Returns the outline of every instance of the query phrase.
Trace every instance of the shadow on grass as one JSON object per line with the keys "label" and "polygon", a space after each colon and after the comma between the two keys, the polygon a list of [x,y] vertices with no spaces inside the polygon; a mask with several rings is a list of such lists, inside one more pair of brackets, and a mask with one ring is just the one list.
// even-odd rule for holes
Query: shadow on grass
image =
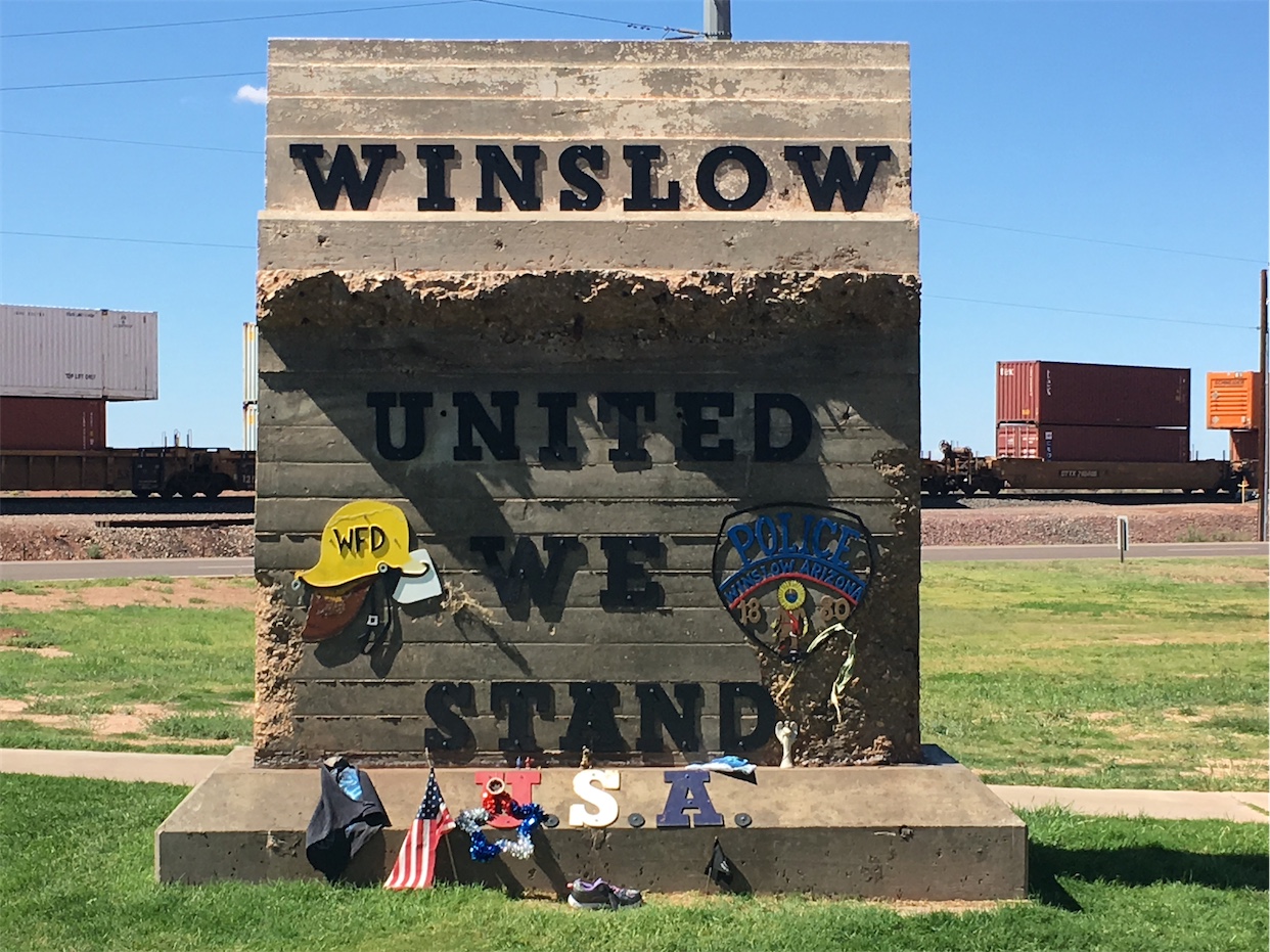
-------
[Given problem]: Copy out every line of the data above that contains the string "grass".

[Result for this exercise]:
Trace every instance of the shadow on grass as one JSON object per line with the keys "label" and "polygon", a space after each colon and after the comma between the two keys, the polygon a list of [x,y] vertices with no spaces inside the polygon; a mask with several rings is a list of such lists, inside one more pair of brackets, and a mask with one ring is just the one list.
Query: shadow on grass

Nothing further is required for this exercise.